=== EXERCISE TASK 1 ===
Print the records starting at the line that contains "Where can you see the pendant light shade" and ending with the final line of the records, reproducing each line verbatim.

=== SUPPLIED PASSAGE ===
## start

Yes Sir! It does not say how old it is, but it does say is an exclusiva reserva. This rum should be selling for a lot more money than $27. If you can't find it, let me know and I'll hook you up

Now I'm off to try some Flor de Cana! BRB with the results:al


----------



## Neuromancer

I'll have to look around and see if they have it up here...I'll let ya know...


----------



## Silver

Bigga Petey said:


> How did you like the Pyratt XO?
> Good stuff IMO.
> Two fingers and an ice cube.
> Yum!


Tastes sure are different. I love the Pyrat Blanco, have had 3 bottles of it, so I figured the XO would be good. Saw some on sale. I like rum. I have about 10 kinds. The XO was so bad that I thru out the bottle after only one drink. It was awful to my taste buds.

My favorites
HC 7
Zaya
Pyratt Blanco
Ron Anejo Anniversario Reserva Exclusiva

The Zacapa 23 is too sweet for me. I only drink it a little bit at a time.
Drink all my rums straight up, no ice, no mix.
One time I had my wife set up a tasting for me. Had 7 rums (just a small amount) in plastic cups with a code she set up. I was able to identify both the HC's. Raw Power.


----------



## ATLHARP

All I have to say is DIPLOMATICO! oh my is is this stuff great. IMHO the best compliment to any cigar that I have had. Around $30 for the bottle and worth every cent!

Yummy!:2 

ATL


----------



## mosesbotbol

Silver said:


> I only drink it a little bit at a time.
> Drink all my rums straight up, no ice, no mix.
> One time I had my wife set up a tasting for me. Had 7 rums (just a small amount) in plastic cups with a code she set up. I was able to identify both the HC's. Raw Power.


What do you think of the Appleton 18 year?


----------



## SeanGAR

ATLHARP said:


> All I have to say is DIPLOMATICO! oh my is is this stuff great. IMHO the best compliment to any cigar that I have had. Around $30 for the bottle and worth every cent!
> 
> Yummy!:2
> 
> ATL


I don't want to tell you guys how much that stuff costs in Venezuela.

Cheap rum like Pampero Anejo was $2.25 (all prices 750ml bottles). The Pampero Aniversario was kinda expensive ... around 8 bucks. Regular Santa Teresa Anejo is $3.50. The most expensive one I bought, Santa Teresa 1796 Ron Antiguo Solera was 15 bucks. Yes, I splurged.

So ... Dipmomatico Reserva ... $6.60.

Yes, I pickled my liver down there ... but the wierdest thing was that NOBODY (middle class anyhow) DRINKS RUM. They all drink scotch.

## end

=== EXERCISE TASK 2 ===
Carry on the forum thread about rum, picking up right after its final sentence.

=== RECORD LIST ===
## start

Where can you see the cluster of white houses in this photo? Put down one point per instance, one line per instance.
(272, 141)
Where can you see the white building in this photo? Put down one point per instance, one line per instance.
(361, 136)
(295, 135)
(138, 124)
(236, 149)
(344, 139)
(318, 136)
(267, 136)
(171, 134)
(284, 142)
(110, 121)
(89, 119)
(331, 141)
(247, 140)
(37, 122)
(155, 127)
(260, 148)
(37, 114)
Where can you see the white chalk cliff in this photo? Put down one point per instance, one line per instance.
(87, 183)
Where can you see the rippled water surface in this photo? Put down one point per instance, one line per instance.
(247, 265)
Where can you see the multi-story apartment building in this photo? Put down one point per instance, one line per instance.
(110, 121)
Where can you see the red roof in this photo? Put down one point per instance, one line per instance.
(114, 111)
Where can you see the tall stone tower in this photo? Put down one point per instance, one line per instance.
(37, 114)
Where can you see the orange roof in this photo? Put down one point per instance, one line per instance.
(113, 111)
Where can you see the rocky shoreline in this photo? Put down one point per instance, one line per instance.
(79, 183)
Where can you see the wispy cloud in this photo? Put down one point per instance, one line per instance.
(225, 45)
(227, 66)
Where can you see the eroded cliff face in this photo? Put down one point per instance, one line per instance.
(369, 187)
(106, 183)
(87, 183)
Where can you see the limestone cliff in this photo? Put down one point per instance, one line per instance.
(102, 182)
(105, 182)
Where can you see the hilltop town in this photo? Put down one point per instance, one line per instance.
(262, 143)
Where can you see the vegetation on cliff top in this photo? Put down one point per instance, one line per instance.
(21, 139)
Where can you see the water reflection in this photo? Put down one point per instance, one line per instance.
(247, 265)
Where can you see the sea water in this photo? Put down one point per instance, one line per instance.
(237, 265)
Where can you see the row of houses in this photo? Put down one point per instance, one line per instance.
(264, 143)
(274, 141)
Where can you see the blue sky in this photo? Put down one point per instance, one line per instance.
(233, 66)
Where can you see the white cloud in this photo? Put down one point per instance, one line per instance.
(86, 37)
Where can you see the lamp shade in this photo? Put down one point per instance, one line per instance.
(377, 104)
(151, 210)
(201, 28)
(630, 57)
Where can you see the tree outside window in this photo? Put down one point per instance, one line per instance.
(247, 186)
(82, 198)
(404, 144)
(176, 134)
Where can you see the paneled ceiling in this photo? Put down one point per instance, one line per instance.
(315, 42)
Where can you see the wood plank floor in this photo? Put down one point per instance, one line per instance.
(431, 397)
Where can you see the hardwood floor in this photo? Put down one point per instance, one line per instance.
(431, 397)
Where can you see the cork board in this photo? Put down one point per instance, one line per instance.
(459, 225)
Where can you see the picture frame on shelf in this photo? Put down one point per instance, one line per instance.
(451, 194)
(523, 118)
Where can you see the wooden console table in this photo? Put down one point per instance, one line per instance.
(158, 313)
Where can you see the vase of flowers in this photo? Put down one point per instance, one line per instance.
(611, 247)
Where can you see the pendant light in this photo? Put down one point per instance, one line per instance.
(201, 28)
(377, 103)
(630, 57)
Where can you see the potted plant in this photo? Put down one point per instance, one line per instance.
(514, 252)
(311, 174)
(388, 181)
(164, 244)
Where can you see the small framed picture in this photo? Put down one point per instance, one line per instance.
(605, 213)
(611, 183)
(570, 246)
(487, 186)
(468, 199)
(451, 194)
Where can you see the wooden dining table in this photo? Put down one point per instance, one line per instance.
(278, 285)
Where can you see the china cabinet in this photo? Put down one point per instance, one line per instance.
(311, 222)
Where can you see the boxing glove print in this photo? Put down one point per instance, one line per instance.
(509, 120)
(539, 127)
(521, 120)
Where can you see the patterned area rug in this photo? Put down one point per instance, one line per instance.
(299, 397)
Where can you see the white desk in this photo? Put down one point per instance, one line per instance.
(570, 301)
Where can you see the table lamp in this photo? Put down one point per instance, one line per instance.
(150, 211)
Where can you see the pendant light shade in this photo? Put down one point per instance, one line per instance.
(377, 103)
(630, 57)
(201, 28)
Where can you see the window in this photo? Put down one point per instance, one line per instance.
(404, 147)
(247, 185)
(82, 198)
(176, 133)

## end

=== TASK OUTPUT 1 ===
Where can you see the pendant light shade in this photo? Put down one point per instance, one line per instance.
(377, 103)
(630, 57)
(201, 28)
Where can you see the window in this photo? Put down one point per instance, one line per instance.
(404, 147)
(247, 185)
(82, 198)
(176, 133)

=== TASK OUTPUT 2 ===
Yes, I'm going back.


----------



## Nely

SeanGAR said:


> I don't want to tell you guys how much that stuff costs in Venezuela.
> 
> Cheap rum like Pampero Anejo was $2.25 (all prices 750ml bottles). The Pampero Aniversario was kinda expensive ... around 8 bucks. Regular Santa Teresa Anejo is $3.50. The most expensive one I bought, Santa Teresa 1796 Ron Antiguo Solera was 15 bucks. Yes, I splurged.
> 
> So ... Dipmomatico Reserva ... $6.60.
> 
> Yes, I pickled my liver down there ... but the wierdest thing was that NOBODY (middle class anyhow) DRINKS RUM. They all drink scotch.
> 
> Yes, I'm going back.


Wow! $6.60! Can you bring back a case?


----------



## Silver

mosesbotbol said:


> What do you think of the Appleton 18 year?


Never had it.


----------



## SeanGAR

Nely said:


> Wow! $6.60! Can you bring back a case?


Depends on whether or not I get caught I suppose. I can look into the duty if I did want to exceed my allowable allotment and be honest about it


----------



## Nely

SeanGAR said:


> Depends on whether or not I get caught I suppose. I can look into the duty if I did want to exceed my allowable allotment and be honest about it


Let me know Sean. I'm trying to get the Fl crew addicted to good rums.



LasciviousXXX said:


> Next time you Gorilla's are in the Caribbean pick up some Guavaberry Rum.... OMG it is some good shit! Best Rum I've ever had!
> 
> XXX


I got a bottle of Guayabita del Pinar Cuban rum in my liquor collection. I brought it back in 2001 from my last visit to the Island. I'm not sure how good it is though. Guess I'll have to find out soon.


----------



## mosesbotbol

Nely said:


> Let me know Sean. I'm trying to get the Fl crew addicted to good rums.
> 
> I got a bottle of Guayabita del Pinar Cuban rum in my liquor collection. I brought it back in 2001 from my last visit to the Island. I'm not sure how good it is though. Guess I'll have to find out soon.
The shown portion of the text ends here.